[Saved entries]
>>>>>
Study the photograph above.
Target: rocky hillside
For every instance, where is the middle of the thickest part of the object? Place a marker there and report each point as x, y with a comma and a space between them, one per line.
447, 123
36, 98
<<<<<
→ **WHAT IS NEEDED**:
Quote every record above verbatim.

→ **ANSWER**:
Study the photograph above.
Target: rocky hillside
For every instance, where is the middle of the thickest part of the object? Place a marker there and report each point as x, y with a comma and a space between them, one per line.
447, 123
36, 98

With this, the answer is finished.